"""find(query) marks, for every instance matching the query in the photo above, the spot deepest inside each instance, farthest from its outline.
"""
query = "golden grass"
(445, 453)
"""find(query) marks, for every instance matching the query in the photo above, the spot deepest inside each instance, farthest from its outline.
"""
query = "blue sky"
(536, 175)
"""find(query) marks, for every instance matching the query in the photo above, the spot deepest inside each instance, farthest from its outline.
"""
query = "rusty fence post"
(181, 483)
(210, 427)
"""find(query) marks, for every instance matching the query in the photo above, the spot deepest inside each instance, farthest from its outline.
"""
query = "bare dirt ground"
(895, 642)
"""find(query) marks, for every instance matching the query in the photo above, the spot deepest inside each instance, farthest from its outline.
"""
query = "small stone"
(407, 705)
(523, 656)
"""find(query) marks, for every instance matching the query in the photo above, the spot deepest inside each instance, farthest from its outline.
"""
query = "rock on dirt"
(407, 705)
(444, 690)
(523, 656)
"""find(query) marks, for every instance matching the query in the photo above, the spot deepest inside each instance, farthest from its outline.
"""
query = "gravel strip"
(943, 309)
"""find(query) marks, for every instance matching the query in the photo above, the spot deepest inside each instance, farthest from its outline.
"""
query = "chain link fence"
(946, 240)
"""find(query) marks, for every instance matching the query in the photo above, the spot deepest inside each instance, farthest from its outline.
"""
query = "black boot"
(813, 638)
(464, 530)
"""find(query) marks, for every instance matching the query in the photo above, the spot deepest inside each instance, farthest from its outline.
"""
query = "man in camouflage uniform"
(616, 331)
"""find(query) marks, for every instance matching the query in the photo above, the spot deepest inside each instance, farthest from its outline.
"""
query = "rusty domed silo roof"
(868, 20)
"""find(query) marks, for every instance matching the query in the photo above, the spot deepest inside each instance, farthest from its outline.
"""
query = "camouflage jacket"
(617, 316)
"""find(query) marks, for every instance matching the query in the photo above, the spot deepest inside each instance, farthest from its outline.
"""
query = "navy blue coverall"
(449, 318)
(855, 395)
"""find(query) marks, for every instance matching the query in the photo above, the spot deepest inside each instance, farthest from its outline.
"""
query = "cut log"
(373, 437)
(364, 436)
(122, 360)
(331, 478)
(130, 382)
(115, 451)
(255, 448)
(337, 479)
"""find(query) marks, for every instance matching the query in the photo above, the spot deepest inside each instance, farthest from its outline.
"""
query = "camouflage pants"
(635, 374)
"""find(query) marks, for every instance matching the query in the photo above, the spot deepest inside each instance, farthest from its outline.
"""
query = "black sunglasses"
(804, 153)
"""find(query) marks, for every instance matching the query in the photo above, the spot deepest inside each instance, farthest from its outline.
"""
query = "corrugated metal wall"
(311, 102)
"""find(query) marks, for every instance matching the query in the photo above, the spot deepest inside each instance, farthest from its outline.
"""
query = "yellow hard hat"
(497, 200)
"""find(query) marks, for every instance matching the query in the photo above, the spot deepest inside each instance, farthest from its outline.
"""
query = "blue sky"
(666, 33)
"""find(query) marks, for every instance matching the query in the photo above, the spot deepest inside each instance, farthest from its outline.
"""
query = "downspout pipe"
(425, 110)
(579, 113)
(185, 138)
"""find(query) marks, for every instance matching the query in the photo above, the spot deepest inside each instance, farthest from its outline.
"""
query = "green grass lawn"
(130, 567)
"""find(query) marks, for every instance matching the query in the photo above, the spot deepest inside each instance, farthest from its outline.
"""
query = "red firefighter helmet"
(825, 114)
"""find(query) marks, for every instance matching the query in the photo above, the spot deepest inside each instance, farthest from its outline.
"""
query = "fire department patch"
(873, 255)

### What is asked
Write the data back out verbatim.

### Correct response
"""find(query) marks, for every instance matching the query in the photo above, the spot deepest inside each instance, farthest from its outline.
"""
query = "golden grass"
(445, 453)
"""find(query) marks, for every instance matching the query in the photo above, the spot deepest inside each instance, farthest from its outline.
"""
query = "blue sky"
(536, 175)
"""find(query) marks, for every instance matching the query in the photo above, the spot deepest inside each instance, farthest from its outline.
"""
query = "rusty fence post"
(181, 483)
(210, 427)
"""find(query) marks, for every instance matching the query in the photo above, the spot deepest inside each instance, farthest from its outline.
"""
query = "bare dirt ground"
(895, 642)
"""find(query) marks, for every instance matching the query in the photo above, the spot deepest inside each instance, farthest from its outline.
"""
query = "small stone"
(407, 705)
(523, 656)
"""find(query) marks, for every instance matching the query in the photo above, the spot deepest inside each instance, farthest from its outline.
"""
query = "rock on dirt"
(407, 705)
(444, 690)
(523, 656)
"""find(query) marks, for every instance matching the query in the photo above, the spot deepest inside each instance, farthest from its outline.
"""
query = "gravel strip"
(943, 309)
"""find(query) marks, for every instance matching the query in the photo above, the spot deepest inside each instance, farthest from its outline.
"""
query = "chain link fence"
(946, 240)
"""find(query) marks, for every instance matching the query in the photo above, the spot deepest inside each instance, farthest from its outline.
"""
query = "black boot"
(813, 638)
(464, 530)
"""find(query) marks, for every instance matching the query in the photo above, the spot deepest inside each instance, farthest from its outline.
"""
query = "man in camouflage uniform"
(616, 331)
"""find(query) marks, for every instance matching the query in the photo above, the spot deepest inside each instance, farthest from its outline.
"""
query = "rusty domed silo roof"
(868, 20)
"""find(query) marks, for every instance matching the query in the photo above, the spot deepest inside each instance, farthest from its outline.
"""
query = "camouflage jacket"
(617, 316)
"""find(query) marks, for every instance matching the query in the photo above, the spot deepest inside each instance, farthest from its outline.
"""
query = "navy blue coverall"
(449, 318)
(855, 395)
"""find(query) marks, for every instance matching the query in the photo above, the spot deepest inside each instance, farthest from its outline.
"""
query = "cut log"
(373, 437)
(364, 436)
(122, 360)
(331, 478)
(130, 382)
(115, 451)
(255, 448)
(337, 479)
"""find(query) marks, for every instance matching the query in the photo above, the spot deepest inside each instance, farthest from its outline.
"""
query = "camouflage pants"
(635, 374)
"""find(query) marks, for every instance matching the query in the photo above, the spot deepest inside each instance, farthest from its outline.
"""
query = "black sunglasses"
(804, 153)
"""find(query) marks, for every instance matching the query in the photo above, the spot deepest inside each instance, farthest from its outline.
"""
query = "corrugated metal wall"
(311, 102)
"""find(query) marks, for every instance matching the query in the photo above, the spot deepest inside each instance, farthest from its outline.
"""
query = "yellow hard hat"
(497, 200)
"""find(query) marks, for every instance matching the query in the photo above, the spot deepest inside each instance, farthest from its outline.
"""
query = "blue sky"
(666, 33)
"""find(query) marks, for every instance matching the query in the photo above, the spot deepest inside each instance, farthest from its outline.
"""
query = "downspout pipe"
(425, 110)
(579, 113)
(185, 138)
"""find(query) marks, for every instance matching the query in the photo above, the spot deepest inside each instance, farthest from its outline.
"""
query = "green grass lawn"
(130, 567)
"""find(query) marks, for every instance matching the query in the photo above, the spot deepest inside each instance, farthest from its outline.
"""
query = "red firefighter helmet"
(825, 114)
"""find(query) marks, for every instance matching the query in the photo above, the spot deepest inside each instance, farthest from its outline.
"""
query = "fire department patch"
(873, 255)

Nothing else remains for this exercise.